■ **ACTIONS TO TAKE**:
**A)** Answer these questions using the passage on Enterprise MRT station:
(i) On which line will the station be located?
(ii) On what date did LTA announce that the station would be part of the proposed line?
(iii) Which company received the contract to design and construct the station and its associated viaducts?
**B)** Extend the passage on Enterprise MRT station, picking up after its final sentence.

Future Mass Rapid Transit station in Singapore

Enterprise MRT station is a future elevated Mass Rapid Transit (MRT) station on the Jurong Region Line in Jurong West, Singapore.

==History==
On 9 May 2018, LTA announced that Enterprise station would be part of the proposed Jurong Region Line (JRL). The station will be constructed as part of Phase 3, consisting of a total of 7 stations. A 4 station extension to Jurong Pier at Boon Lay and a 3 station extension to Peng Kang Hill from Tawas. It is expected to be completed in 2029.

A contract to design and construct Enterprise station and its associated viaducts was awarded to China Harbour (Singapore) Engineering Company Pte. Ltd. on 12 May 2021 at a sum of . Construction will start in May 2021, with completion in 2029.

■ **RECORDED INFORMATION**:
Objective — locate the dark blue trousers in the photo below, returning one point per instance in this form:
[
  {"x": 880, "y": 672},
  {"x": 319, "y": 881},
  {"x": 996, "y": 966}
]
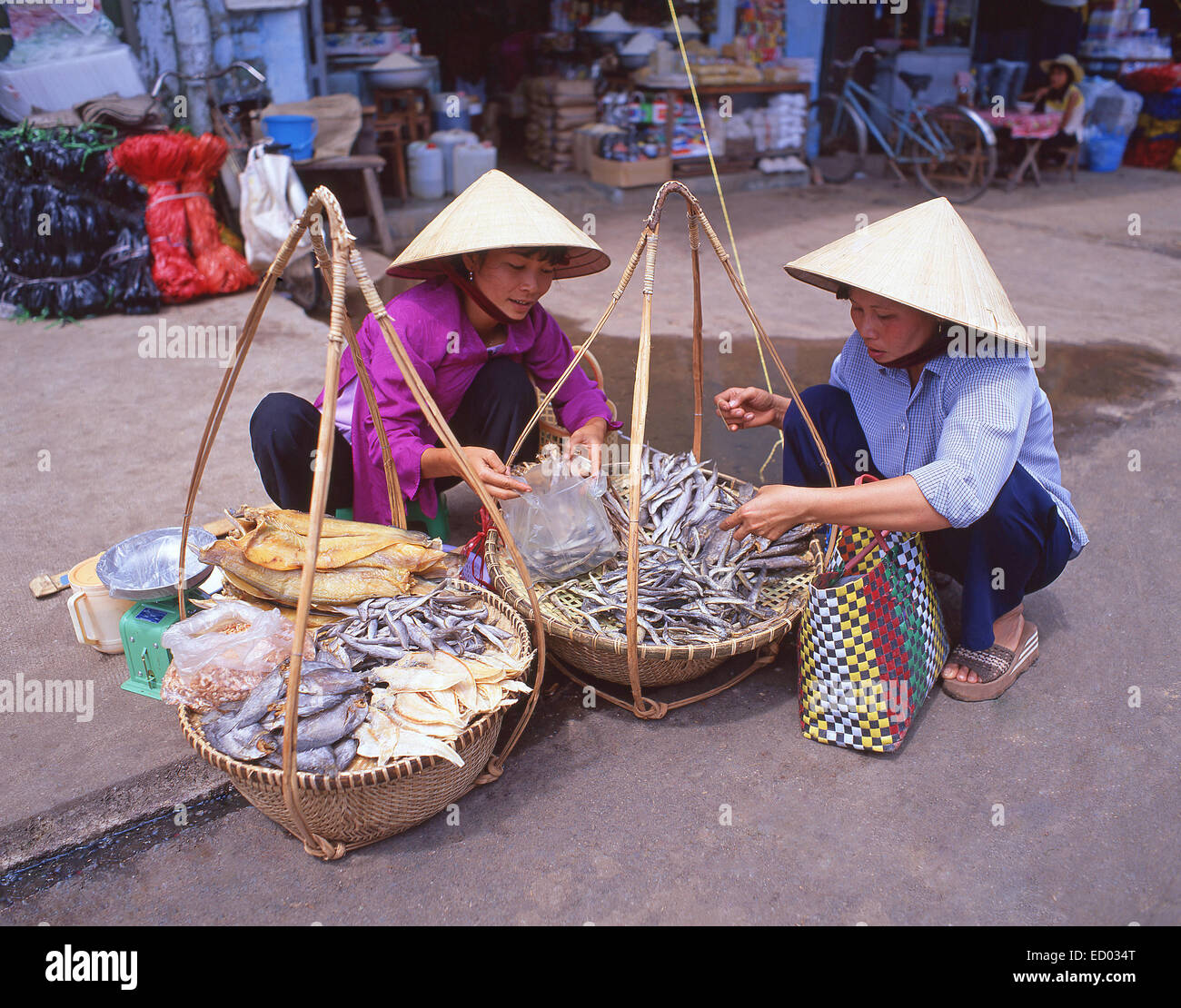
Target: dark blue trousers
[{"x": 1020, "y": 544}]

■ **RESULTS OF THE EXERCISE**:
**A)**
(i) The Jurong Region Line (JRL).
(ii) 9 May 2018.
(iii) China Harbour (Singapore) Engineering Company Pte. Ltd.

**B)**
Initially expected to open in 2028, the restrictions on the construction due to the COVID-19 pandemic has led to delays in the JRL line completion, and the date was pushed to 2029.

==Location==
The station complex will be straddled over the existing Jalan Boon Lay, at the junction with Enterprise Road. It is located in the Jurong West planning area between the Kian Teck and Chin Bee Subzones, surrounded by flatted factories and industrial areas.

Access to the station will be via 4 exits total, with 2 on each side of Jalan Boon Lay.